→ **YOUR ASSIGNMENT**: In the data, find each line where the word "utility" appears and list that line.

→ **RECORDS SHOWN**:
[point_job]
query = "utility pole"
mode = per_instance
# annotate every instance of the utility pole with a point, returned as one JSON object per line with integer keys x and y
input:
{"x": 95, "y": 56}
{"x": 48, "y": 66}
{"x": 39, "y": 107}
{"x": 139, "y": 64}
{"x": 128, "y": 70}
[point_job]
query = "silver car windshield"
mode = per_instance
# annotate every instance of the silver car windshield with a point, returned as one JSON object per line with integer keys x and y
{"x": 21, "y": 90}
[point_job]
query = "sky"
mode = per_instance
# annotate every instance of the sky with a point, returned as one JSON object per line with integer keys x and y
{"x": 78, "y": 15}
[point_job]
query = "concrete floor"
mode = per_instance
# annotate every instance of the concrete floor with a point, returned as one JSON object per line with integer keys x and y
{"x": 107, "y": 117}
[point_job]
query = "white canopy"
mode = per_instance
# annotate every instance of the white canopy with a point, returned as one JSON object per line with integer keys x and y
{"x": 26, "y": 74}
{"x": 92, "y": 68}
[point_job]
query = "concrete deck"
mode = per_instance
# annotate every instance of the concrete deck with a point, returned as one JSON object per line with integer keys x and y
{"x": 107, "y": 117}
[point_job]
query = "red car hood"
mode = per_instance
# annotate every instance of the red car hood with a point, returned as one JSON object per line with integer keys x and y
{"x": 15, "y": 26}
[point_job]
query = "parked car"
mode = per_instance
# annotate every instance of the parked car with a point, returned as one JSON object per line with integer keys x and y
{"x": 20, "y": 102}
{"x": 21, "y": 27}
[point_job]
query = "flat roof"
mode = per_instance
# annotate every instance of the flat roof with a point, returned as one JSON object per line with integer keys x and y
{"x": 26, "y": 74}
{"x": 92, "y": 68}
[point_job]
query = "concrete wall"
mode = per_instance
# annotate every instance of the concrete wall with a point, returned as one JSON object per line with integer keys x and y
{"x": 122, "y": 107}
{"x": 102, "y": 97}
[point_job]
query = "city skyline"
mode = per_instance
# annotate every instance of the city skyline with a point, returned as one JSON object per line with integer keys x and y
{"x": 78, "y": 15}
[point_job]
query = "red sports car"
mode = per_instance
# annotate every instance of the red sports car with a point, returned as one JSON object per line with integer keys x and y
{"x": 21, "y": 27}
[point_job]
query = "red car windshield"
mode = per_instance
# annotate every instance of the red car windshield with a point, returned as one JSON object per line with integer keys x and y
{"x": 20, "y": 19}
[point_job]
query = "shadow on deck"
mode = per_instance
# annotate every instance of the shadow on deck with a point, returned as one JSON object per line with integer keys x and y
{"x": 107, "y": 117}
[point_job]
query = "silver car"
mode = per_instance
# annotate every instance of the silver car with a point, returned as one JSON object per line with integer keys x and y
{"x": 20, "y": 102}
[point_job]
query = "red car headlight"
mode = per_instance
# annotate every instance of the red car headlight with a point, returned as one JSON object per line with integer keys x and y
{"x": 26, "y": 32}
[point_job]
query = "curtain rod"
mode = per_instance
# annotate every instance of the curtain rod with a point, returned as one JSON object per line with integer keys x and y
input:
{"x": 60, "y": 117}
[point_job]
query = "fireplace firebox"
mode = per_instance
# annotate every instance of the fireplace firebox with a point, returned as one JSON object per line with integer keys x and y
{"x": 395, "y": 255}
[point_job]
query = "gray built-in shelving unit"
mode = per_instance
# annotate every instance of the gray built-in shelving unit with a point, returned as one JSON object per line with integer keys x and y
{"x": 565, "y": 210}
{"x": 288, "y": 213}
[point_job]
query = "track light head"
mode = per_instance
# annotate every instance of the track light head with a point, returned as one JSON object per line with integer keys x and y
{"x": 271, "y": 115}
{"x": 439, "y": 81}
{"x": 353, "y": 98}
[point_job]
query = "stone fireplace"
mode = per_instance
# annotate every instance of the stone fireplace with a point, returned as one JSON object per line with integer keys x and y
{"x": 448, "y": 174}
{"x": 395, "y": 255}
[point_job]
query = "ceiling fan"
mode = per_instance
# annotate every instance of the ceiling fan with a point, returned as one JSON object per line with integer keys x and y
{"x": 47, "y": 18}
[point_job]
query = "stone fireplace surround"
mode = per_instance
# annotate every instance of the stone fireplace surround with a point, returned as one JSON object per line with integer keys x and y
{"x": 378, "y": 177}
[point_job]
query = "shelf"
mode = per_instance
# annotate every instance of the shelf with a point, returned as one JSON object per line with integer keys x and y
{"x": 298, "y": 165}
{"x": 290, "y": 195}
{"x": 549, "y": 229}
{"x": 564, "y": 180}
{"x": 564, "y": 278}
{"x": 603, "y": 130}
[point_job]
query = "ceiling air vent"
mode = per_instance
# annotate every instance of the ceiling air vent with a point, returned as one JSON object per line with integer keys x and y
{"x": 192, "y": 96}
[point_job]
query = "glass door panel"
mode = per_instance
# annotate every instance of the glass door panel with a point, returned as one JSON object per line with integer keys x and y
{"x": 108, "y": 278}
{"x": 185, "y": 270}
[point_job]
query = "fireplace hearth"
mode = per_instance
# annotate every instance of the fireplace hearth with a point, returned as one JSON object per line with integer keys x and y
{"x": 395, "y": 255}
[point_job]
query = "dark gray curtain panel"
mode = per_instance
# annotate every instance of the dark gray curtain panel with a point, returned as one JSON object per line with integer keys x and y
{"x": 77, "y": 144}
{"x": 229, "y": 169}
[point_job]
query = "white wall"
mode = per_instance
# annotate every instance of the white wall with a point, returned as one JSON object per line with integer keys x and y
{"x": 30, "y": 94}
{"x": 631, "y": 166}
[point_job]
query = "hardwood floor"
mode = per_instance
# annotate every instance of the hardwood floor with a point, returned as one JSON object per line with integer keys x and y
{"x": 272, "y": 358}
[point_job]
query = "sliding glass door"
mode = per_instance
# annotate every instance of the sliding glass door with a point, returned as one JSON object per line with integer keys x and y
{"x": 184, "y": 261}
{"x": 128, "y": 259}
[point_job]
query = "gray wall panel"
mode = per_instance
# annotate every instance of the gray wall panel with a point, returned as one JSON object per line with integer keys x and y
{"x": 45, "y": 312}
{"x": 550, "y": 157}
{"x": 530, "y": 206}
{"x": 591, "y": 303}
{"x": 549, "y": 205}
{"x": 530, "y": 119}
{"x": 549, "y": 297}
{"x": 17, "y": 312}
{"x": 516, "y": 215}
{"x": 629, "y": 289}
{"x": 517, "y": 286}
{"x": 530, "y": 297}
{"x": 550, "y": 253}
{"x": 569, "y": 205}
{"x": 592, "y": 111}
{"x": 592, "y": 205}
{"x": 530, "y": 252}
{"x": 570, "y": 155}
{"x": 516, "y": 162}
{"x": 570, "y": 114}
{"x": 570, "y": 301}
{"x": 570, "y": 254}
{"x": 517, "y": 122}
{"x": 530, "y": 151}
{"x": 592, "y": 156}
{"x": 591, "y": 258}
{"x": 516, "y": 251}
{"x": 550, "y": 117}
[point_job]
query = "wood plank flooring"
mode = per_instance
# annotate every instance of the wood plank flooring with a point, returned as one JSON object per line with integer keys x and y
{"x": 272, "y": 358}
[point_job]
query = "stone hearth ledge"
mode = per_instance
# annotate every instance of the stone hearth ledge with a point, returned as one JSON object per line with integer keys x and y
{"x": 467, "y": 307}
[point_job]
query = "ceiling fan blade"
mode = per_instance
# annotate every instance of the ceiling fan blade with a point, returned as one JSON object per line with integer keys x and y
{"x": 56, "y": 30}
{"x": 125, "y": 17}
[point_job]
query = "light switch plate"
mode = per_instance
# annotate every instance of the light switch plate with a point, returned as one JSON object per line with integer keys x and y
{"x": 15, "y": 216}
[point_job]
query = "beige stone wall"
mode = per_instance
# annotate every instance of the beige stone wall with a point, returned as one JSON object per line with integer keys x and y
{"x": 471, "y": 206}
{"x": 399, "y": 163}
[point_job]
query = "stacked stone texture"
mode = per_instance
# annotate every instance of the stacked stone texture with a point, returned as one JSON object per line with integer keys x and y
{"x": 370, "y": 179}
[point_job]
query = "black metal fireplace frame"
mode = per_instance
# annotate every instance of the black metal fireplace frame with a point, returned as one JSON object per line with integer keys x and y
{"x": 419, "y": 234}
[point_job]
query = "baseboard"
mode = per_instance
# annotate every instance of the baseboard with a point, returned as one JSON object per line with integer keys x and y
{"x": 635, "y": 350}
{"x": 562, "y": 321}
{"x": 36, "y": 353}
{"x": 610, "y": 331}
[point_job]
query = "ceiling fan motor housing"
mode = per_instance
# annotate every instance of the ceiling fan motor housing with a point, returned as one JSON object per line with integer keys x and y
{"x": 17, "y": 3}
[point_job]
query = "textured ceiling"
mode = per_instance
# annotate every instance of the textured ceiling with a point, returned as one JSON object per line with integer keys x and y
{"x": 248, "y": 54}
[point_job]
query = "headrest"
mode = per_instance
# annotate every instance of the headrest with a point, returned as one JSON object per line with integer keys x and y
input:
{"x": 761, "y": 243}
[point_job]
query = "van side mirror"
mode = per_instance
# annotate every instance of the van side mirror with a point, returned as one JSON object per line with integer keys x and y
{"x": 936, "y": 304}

→ **WRITTEN SOLUTION**:
query = "utility pole"
# annotate every instance of the utility pole with a point, returned as one JSON object per line with integer keys x and y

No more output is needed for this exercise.